= VORLIEGENDER TEXT =
:::

# Hochdruck



## stevenn (14 November 2019)

Hallo zusammen,

wie bewertet ihr Hochdruck bzw. die Gefahr die von Hochdruck ausgeht?
Wenn mein Hochdruckschlauch (300 bar) einen Haarriss hat und ein großes Volumen nachgeschoben werden kann, aber welcher Distanz ist von keiner Hochdruckinjektion zu rechnen? Kennt ihr da irgendwelche "schlauen" Merkblätter oder Normen, in denen so etwas behandelt wird?


----------



## MFreiberger (14 November 2019)

Moin stevenn,

ich kenne leider keine Merkblätter oder Ähnliches, aber von Druckprüfanlagen für Wasserventile und von Höchstdruckpumpne (4000bar) habe ich gelernt, dass Hydraulischer Druck häufig nur sekundäre Gefahren birgt. D.h. da sich Flüssigkeiten fast gar nicht komprimieren lassen, baut sich bei einer Leckage der Druck sehr schnell ab. Problematischer ist hierbei wohl eher, dass durch den Druckverlust (z.B. bei einem Scherenhubtisch) unkontrolliert das Haltemoment verloren geht.
Bei Gasen sieht das schon ganz anders aus. Unsere Wasserventile wurden beispielsweise vor der Prüfung unter Wasser getaucht und für größere Ventilprüfungen mit Gasen im Trockenen, wird extra ein Schutzraum gebaut. Bei entsprechend großem Volumen (Drucktank) kann sogar die Druckwelle schwere Verletzungen bis Tod hervorrufen.

VG

MFreiberger


----------



## DeltaMikeAir (14 November 2019)

Bzw. bei einem Haarriss an einem Hydraulikschlauch entsteht auch schnell mal ein Feuer


----------



## Blockmove (14 November 2019)

Frag mal bei den einschlägigen Herstellern von Schläuchen und Hydraulikverschraubungen nach.
Ich persönlich hab sowas noch in keiner RBU gesehen.
Für Schläuche und Leitungen gibt es Schlauch- und Rohrplatzsicherungen, aber die sind nicht für Haarrisse.

Gruß
Blockmove


----------



## Safety (14 November 2019)

:::

= AUSZUG DATENSATZ =
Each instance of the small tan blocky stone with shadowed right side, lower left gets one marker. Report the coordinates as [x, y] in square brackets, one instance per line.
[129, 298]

:::

= ARBEITSAUFTRAG =
Schreib den Forumsthread über die Gefahren von Hochdruck im Anschluss an seine letzte Zeile weiter.

= ANTWORT ZUR AUFGABE =
https://publikationen.dguv.de/regel...uessigkeiten-regeln-fuer-den-sicheren-einsatz
DIN EN ISO 4413
DIN EN ISO 12100:
*6.2.10 Pneumatische und hydraulische Gefährdungen*
Undichtigkeiten oder Bauteilversagen nicht zu Gefährdungen durch Herausspritzen von Flüssigkeiten
oder durch plötzliche gefährdende Bewegung von Schläuchen (Peitschen) führen,
Beispiel aus C Normen:
DIN EN 289
*Gefährdungen durch unter Druck stehende Fluide *
Gefährdungen für die Augen oder die Haut infolge von unbeabsichtigtem Freisetzen von unter Druck stehen-den Fluiden (Medien) aus dem Hydraulik- oder Pneumatiksystem und besonders aus Schlauchleitungen und deren Verbindungen bei Hydraulikflüssigkeiten mit Drücken über 5 MPa (50 bar) und bei pneumatischen Medien mit Drücken über 1 MPa (10 bar).

Das Versagen einer Hydraulikleitung muss also in der Risikobeurteilung betrachtet werden, dazu gibt es als Risikominderungsmaßnahmen die richtige Auswahl, Dimensionierung, Anbringung, Befestigung, trennende Schutzeinrichtungen….. und auch die Tauschzyklen und Prüfungen.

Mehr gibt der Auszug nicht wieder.